Assignment — The answer must consist of every record below, transcribed exactly.
___ Extracted information
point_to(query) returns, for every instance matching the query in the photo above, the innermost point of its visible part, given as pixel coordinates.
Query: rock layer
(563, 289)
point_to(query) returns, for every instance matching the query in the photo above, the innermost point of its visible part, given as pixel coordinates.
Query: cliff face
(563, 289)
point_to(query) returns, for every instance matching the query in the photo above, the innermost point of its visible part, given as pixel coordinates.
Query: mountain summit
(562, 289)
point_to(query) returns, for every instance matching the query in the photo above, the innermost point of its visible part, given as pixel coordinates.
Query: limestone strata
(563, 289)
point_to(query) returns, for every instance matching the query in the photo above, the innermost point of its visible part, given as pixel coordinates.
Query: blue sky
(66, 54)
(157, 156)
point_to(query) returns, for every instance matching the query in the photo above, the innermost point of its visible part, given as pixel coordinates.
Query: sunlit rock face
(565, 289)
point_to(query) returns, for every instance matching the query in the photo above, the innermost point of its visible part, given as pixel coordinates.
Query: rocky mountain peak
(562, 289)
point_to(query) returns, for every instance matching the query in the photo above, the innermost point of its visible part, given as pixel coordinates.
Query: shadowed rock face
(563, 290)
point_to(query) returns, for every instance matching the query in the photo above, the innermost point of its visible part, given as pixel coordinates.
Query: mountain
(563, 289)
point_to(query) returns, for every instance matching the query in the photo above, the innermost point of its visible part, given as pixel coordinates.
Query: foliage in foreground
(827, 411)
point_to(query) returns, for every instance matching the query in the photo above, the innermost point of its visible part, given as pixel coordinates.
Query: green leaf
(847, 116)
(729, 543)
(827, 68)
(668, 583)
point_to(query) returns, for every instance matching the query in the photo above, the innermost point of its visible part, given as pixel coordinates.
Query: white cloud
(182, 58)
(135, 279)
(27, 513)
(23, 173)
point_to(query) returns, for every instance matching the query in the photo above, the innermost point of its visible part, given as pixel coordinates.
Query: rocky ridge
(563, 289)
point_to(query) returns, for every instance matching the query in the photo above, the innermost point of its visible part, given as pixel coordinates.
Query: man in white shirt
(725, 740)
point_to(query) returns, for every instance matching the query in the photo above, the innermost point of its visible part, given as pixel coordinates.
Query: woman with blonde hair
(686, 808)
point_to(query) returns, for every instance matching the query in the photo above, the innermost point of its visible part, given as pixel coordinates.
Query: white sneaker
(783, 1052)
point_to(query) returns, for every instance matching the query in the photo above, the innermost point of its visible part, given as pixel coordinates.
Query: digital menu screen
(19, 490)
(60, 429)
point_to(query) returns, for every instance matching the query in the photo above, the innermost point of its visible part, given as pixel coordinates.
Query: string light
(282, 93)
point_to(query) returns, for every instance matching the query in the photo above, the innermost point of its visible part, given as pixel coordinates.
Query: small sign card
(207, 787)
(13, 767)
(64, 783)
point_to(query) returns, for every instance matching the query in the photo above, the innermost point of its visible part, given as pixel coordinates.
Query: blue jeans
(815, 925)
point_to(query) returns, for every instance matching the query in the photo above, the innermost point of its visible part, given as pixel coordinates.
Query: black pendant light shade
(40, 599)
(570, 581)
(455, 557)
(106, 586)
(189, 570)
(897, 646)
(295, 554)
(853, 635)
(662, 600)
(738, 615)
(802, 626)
______
Task output —
point_to(query) returns, for every instance matching the query in the photo above, the innermost point of its visible part, given as pixel coordinates.
Query: rock layer
(563, 289)
point_to(query) returns, for every instance matching the query in the photo above, the innermost point of its visible part, given as pixel coordinates.
Query: cliff face
(563, 289)
point_to(query) returns, for every instance matching the query in the photo above, the innermost point of its visible part, given as pixel coordinates.
Query: mountain summit
(562, 289)
point_to(query) returns, for every instance matching the query in the photo above, the innermost point of its visible part, given as pixel coordinates.
Query: limestone strata
(563, 289)
point_to(query) returns, for every instance matching the query in the photo above, the innermost point of its visible part, given as pixel coordinates.
Query: blue sky
(66, 54)
(157, 156)
point_to(query) returns, for every instance matching the query in the photo above, the innermost point of its visible part, given as pixel coordinates.
Query: sunlit rock face
(565, 289)
point_to(query) returns, for every instance matching the query in the photo above, the innermost point of its visible part, given as pixel coordinates.
Query: rocky mountain peak
(562, 289)
point_to(query) returns, for every instance matching the query in the photo above, the innermost point of its visible part, given as pixel coordinates.
Query: shadowed rock face
(563, 290)
point_to(query) returns, for every instance matching the query in the photo above, the innermost point of its visible part, given as pixel coordinates.
Query: mountain
(563, 289)
point_to(query) returns, for every instance matching the query in the photo above, the innermost point of its visible part, given as pixel coordinates.
Query: foliage in foreground
(827, 411)
point_to(query) returns, for every instance matching the query in the photo above, the innermost point of its visible part, given as pixel coordinates.
Query: green leaf
(847, 116)
(729, 543)
(827, 68)
(668, 583)
point_to(query) returns, for every instance matching the query in the photo above, the innermost point of its visible part, given as pixel coordinates.
Query: white cloud
(182, 58)
(135, 279)
(27, 513)
(23, 173)
point_to(query) returns, for every instance matching the query in the photo above, the innermost point of its visible part, given as pixel coordinates.
Query: rocky ridge
(563, 289)
point_to(query) returns, for every instance matching the query in the photo above, the innermost point of its visible part, given as pixel coordinates.
Query: man in white shirt
(725, 740)
point_to(query) returns, for every instance matching the query in the photo above, the innermost point of its visible part, given as pixel coordinates.
Query: woman with blonde hair
(686, 808)
point_to(query) returns, for every instance matching the query in the photo above, the innermost point of its visible part, given as pixel coordinates.
Query: white sneaker
(783, 1052)
point_to(query) returns, for every instance matching the query in the photo above, the innermost point of its visible part, given as pixel coordinates.
Query: digital menu screen
(19, 490)
(60, 429)
point_to(query) returns, for every instance matching the query in the photo above, the innermost point of its visible part, given as pixel coordinates.
Query: string light
(282, 93)
point_to(query) returns, for every instance matching the query in the photo above, the innermost point of its visible part, given as pixel coordinates.
Query: small sign card
(207, 787)
(13, 767)
(64, 783)
point_to(query) returns, for every instance matching the query in the photo above, the innermost point of its visible part, given as pixel coordinates.
Query: blue jeans
(815, 925)
point_to(query) returns, for every instance matching the query in the photo above, the innermost point of its visible part, given as pixel coordinates.
Query: black pendant light shade
(40, 599)
(570, 581)
(455, 557)
(106, 586)
(189, 570)
(897, 646)
(295, 554)
(853, 635)
(662, 600)
(738, 615)
(802, 626)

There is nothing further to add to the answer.